*Document extract*.
-.-.-
My latest attempt to de-jiggle comes in the form of a pint-sized pocket rocket who claims to be a personal trainer but, in my opinion, is actually a highly qualified practitioner of jedi mind tricks. You see, not only has she managed to get my wobbly butt and withering calves (not being able to run or wear heels will do that to a girl) to the gym bright and early on a Monday morning but she has managed to make me see wine o' clock as the enemy (Re-read that last sentence if you think you imagined it...) Basically, I'm starting to equate my favourite Sauvignon Blanc with lunges, squats and other forms of legal torture required to undo the calorie consumption.


Bearing in mind that I gave my partner in crime at the gym the nickname of 'The Drill Sergeant' a while back (courtesy of the fact that she single-handedly managed to take me from a coughing, spluttering, sweaty mess who couldn't run 3km's to a half-marathon enthusiast in just six months), when I made the decision to get a personal trainer I thought: "How tough can it be?"
-.-.-
*Material supplied*.
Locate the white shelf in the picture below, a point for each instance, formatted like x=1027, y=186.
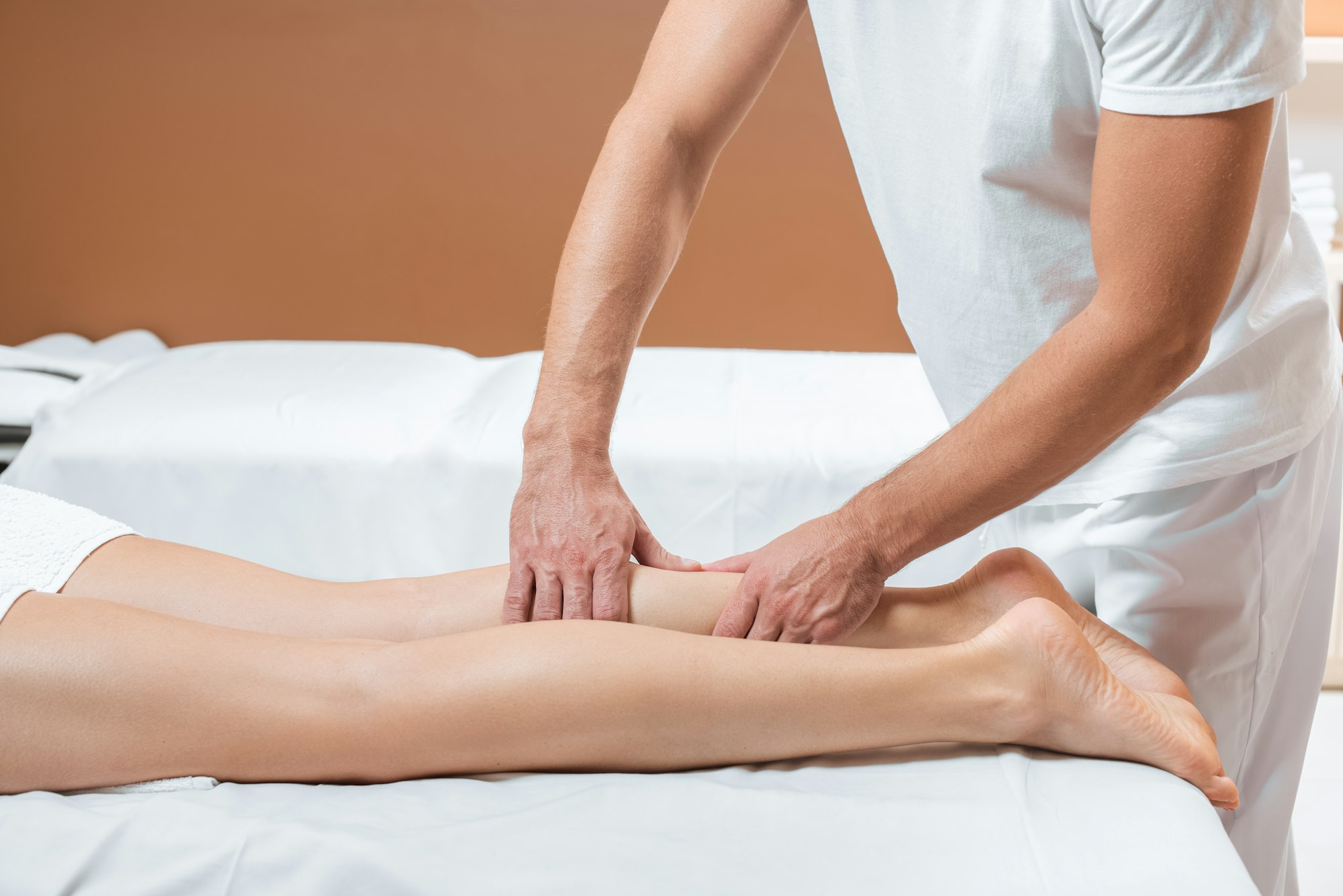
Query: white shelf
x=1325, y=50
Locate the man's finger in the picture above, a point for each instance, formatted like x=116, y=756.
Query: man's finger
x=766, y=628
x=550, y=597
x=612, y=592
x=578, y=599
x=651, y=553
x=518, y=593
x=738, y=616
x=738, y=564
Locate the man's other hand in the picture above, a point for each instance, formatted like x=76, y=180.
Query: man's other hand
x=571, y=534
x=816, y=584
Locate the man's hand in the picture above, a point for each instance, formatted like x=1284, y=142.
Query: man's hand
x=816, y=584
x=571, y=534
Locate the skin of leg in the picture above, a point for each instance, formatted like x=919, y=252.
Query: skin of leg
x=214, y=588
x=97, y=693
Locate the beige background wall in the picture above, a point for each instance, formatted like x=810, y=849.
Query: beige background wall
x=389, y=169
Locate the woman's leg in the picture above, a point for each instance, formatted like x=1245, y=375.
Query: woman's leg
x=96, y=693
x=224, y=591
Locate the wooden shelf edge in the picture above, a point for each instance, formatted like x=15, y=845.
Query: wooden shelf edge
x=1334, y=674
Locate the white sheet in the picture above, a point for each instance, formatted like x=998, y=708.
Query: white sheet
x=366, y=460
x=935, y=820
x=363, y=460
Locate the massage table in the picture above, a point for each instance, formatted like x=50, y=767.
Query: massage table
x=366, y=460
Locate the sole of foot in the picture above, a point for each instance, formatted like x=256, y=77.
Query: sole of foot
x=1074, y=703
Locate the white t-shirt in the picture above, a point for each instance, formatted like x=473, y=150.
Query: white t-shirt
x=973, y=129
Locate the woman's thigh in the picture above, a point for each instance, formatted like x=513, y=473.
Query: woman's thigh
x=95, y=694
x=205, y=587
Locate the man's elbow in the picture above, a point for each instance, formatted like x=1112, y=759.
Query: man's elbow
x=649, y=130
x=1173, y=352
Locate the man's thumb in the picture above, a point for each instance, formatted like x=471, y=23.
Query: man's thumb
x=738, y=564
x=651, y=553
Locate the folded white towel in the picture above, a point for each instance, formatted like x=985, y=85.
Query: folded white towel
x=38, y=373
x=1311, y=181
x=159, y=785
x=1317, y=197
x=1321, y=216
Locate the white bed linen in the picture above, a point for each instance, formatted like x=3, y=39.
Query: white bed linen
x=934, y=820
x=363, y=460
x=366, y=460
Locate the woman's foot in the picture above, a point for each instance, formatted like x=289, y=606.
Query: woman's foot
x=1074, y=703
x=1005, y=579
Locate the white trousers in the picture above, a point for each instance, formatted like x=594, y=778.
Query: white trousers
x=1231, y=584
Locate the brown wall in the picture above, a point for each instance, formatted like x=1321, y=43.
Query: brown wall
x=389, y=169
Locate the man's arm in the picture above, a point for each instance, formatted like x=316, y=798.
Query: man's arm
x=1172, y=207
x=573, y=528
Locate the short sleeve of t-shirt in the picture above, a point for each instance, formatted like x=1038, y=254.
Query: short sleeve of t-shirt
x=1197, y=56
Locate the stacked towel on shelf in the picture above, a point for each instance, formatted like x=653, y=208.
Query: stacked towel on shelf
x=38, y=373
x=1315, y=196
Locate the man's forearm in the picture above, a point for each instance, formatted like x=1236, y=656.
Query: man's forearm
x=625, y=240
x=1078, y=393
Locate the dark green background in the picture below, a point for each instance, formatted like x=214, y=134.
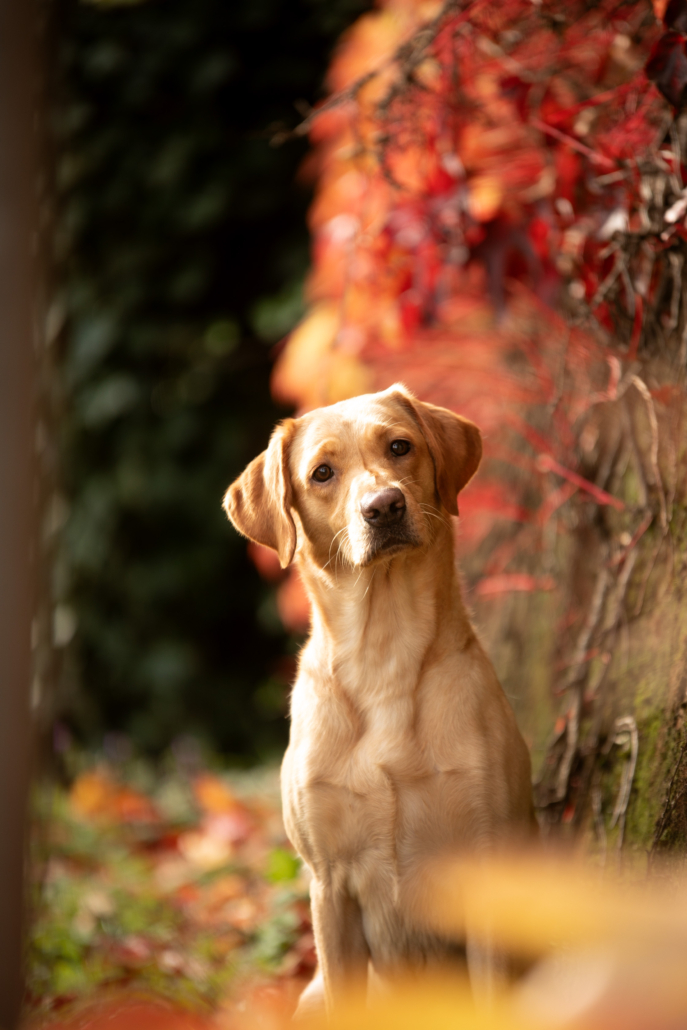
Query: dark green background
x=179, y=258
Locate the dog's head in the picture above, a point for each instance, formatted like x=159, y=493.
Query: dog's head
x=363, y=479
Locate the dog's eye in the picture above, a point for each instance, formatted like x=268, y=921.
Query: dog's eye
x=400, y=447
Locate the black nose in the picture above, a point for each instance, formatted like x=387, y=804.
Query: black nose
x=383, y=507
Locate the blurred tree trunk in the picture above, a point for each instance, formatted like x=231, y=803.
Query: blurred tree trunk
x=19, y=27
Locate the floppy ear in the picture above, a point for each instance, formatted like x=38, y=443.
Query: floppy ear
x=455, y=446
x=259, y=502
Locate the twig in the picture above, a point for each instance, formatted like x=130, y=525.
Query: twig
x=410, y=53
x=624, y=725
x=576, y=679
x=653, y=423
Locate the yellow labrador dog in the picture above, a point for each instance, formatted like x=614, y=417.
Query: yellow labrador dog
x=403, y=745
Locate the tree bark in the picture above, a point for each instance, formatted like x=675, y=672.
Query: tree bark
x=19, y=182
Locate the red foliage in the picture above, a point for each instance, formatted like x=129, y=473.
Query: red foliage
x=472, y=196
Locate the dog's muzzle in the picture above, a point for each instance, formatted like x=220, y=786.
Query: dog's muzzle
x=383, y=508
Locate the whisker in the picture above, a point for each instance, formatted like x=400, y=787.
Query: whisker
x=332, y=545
-.-.-
*Task A*.
Answer these about the excerpt on hiring a personal trainer, one per line:
(i) What nickname did the writer give the gym partner?
(ii) How long did it take the writer to become a half-marathon enthusiast?
(iii) Which wine does the writer call a favorite?
*Task B*. Reproduce the personal-trainer excerpt word for word from "My latest attempt" up to and including "the calorie consumption.".
*Task C*. Pick up the excerpt about hiring a personal trainer after its last sentence and keep writing it.

*Answer A*.
(i) 'The Drill Sergeant'
(ii) Six months
(iii) Sauvignon Blanc

*Answer B*.
My latest attempt to de-jiggle comes in the form of a pint-sized pocket rocket who claims to be a personal trainer but, in my opinion, is actually a highly qualified practitioner of jedi mind tricks. You see, not only has she managed to get my wobbly butt and withering calves (not being able to run or wear heels will do that to a girl) to the gym bright and early on a Monday morning but she has managed to make me see wine o' clock as the enemy (Re-read that last sentence if you think you imagined it...) Basically, I'm starting to equate my favourite Sauvignon Blanc with lunges, squats and other forms of legal torture required to undo the calorie consumption.

*Answer C*.
Well, 48 hours after my first session, as I tried not to pass out or toss my cookies midway through the second session, I came to the realisation that personal training was gonna be a little more challenging than I'd initially thought and perhaps, the best way to soldier forward was to rope The Drill Sergeant in... thankfully, my dear friend was only too happy to assist. I think that 'happy' was downgraded to a 'willing' judging by the text message I got from her the day after our first joint session, which pretty much described exactly how I'd felt the week before – basically, every movement (walking, sitting, lying down) felt like I was being stabbed my a swarm of sword yielding ninja mice.

The strange thing is that I seem to enjoy being beaten into submission and I find myself repeating 'no pain, no gain' to myself as I hop around my room on one leg trying to put my skinny jeans on with the arm with the most range of movement.


So, it looks like I'm gonna see this thing through, which means that...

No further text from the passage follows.